Task instructions - Set down each of the entries below line for line without changing a character, and omit the pictures.

# Supplied records start

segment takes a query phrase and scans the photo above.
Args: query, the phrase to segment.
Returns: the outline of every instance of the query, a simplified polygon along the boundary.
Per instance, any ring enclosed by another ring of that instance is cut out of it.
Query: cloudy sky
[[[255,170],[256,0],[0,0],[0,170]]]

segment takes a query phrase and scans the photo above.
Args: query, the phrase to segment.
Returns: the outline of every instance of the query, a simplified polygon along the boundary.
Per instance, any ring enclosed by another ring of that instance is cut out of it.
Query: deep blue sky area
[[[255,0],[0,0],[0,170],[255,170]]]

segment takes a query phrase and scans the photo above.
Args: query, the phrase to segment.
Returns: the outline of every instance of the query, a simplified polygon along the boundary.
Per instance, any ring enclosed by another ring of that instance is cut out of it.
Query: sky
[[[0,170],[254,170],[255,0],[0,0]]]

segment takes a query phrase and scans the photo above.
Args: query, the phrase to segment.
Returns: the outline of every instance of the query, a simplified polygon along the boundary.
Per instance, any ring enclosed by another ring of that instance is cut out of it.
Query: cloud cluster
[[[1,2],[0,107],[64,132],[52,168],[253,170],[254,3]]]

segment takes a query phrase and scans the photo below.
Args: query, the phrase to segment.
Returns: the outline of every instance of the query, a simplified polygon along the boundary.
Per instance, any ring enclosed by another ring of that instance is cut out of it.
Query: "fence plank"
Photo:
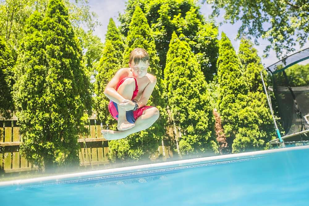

# Supplied records end

Solution for this problem -
segment takes a query phrase and scans the photo above.
Args: query, the phrase to segment.
Returns: the outline of every instance of the query, a simplified polygon along the boundary.
Per instance, any ring enclosed by another ring of that instance is cut out of it.
Query: cloudy sky
[[[255,170],[256,0],[0,0],[0,170]]]

segment takes a query phrase and scans the photo above.
Args: query, the phrase to segment.
Returns: the outline of every instance of the query, a simplified polygon along the boundary.
Per instance, any ring enclosed by another ring of that instance is cut out of it.
Query: deep blue sky area
[[[255,0],[0,0],[0,170],[255,170]]]

segment takes a query phrase and scans the photo above.
Args: query, the phrase to segment.
Returns: the outline of every instance of the query, a simplified polygon along the boundary.
Per instance, any ring enclosed by another ring of that instance is cut out of it.
Query: sky
[[[0,170],[254,170],[255,0],[0,0]]]

segment takes a query phrase and scans the photo above.
Args: query, the phrase to segment.
Returns: the outline of every instance of the query, a simplified polygon along the boundary.
Per instance, any ring enclosed by another ring of that instance is cut out of it.
Query: cloud cluster
[[[1,2],[0,107],[64,132],[52,168],[253,170],[254,3]]]

segment takes a query phrase and scans the photo below.
Args: query, the phrase to segment.
Returns: the outline of every instance of the query, a simplified polygon along the boundary.
Per instance, any ring enclosed by another ring of that instance is cut out of it.
Query: "fence plank"
Photo:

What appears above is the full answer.